- YOUR GOAL -
Repeat the entries shown below with every word and mark intact.

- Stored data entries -
┌──

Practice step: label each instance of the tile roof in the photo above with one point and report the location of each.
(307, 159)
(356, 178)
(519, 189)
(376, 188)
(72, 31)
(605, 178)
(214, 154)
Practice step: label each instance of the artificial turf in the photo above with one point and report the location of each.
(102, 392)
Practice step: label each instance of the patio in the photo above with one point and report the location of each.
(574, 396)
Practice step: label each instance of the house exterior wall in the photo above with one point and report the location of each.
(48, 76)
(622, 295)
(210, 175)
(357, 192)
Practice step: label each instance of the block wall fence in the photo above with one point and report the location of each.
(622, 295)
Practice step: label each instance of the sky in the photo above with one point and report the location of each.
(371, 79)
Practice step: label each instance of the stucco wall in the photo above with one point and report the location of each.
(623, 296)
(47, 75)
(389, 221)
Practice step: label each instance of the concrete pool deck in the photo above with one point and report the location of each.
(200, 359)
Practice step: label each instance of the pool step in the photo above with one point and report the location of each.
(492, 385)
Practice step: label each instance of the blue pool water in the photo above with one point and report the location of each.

└──

- ANSWER SECTION -
Practice step: label each instance of the tile roof in the photo above with one point and report the location of each.
(307, 159)
(356, 178)
(519, 189)
(376, 188)
(72, 31)
(605, 178)
(214, 154)
Practice step: label each instance of the artificial turf in the photo above with one point and report the location of each.
(102, 392)
Practice step: label each instance of the patio in the photo above with one point and report the location of each.
(574, 396)
Practice step: label each instance of the house exterior wall in the photo above with one point and report the location of each.
(48, 76)
(622, 295)
(210, 175)
(357, 192)
Practice step: label each instance of the block wall fence in the photo above with one point and report the location of each.
(622, 295)
Practice step: label each instance of the sky in the photo above with one point and report the location of each.
(371, 79)
Practice step: label each instance of the stucco wall in the photo above with one point and report the location of each.
(623, 296)
(47, 75)
(389, 221)
Practice step: label each instance of the concrete pool deck in the photo above with one point and report the location of each.
(200, 359)
Practice step: label each instance of the pool step in the photo above with one point and report the location of each.
(492, 385)
Practice step: label each instance of the blue pool water in the photo above with one point and report the location of each.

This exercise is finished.